*EXERCISE INSTRUCTIONS:* Working from the records beneath this line, reproduce each one exactly.

*DATASET RECORDS:*
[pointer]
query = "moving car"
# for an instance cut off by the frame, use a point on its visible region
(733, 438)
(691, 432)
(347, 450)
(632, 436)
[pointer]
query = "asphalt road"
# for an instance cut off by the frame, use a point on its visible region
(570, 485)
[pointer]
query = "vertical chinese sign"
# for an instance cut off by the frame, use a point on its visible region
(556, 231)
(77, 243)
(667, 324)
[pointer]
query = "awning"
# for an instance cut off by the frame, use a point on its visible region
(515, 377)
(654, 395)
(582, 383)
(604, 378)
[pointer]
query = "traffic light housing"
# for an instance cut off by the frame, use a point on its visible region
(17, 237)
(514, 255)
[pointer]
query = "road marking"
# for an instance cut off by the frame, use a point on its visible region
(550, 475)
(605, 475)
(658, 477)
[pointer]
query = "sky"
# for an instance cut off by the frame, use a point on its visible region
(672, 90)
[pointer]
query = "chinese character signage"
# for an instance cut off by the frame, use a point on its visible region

*REPLY:*
[pointer]
query = "moving car"
# for an instance cut off by the frame, use a point on its visible region
(733, 438)
(691, 432)
(347, 450)
(632, 436)
[pointer]
query = "asphalt road"
# for an instance cut off by the frame, use a point on its visible region
(570, 485)
[pointer]
query = "vertical chinese sign"
# for an instance cut off by the frame, use a point on its visible region
(556, 231)
(77, 243)
(667, 324)
[pointer]
query = "awning"
# for an instance cut off by the frame, use a point on its visible region
(515, 377)
(654, 395)
(582, 383)
(604, 378)
[pointer]
query = "traffic light housing"
# for an instance cut off by the frame, use a point on its visible region
(17, 237)
(514, 255)
[pointer]
query = "road marking"
# for an instance cut off by the frame, use a point on its visible region
(550, 475)
(605, 475)
(658, 477)
[pointer]
query = "sky"
# for an instance cut off by the frame, use a point on its visible region
(672, 90)
[pointer]
query = "chinese character signage"
# for an instance cut off by the frame, use a point on its visible region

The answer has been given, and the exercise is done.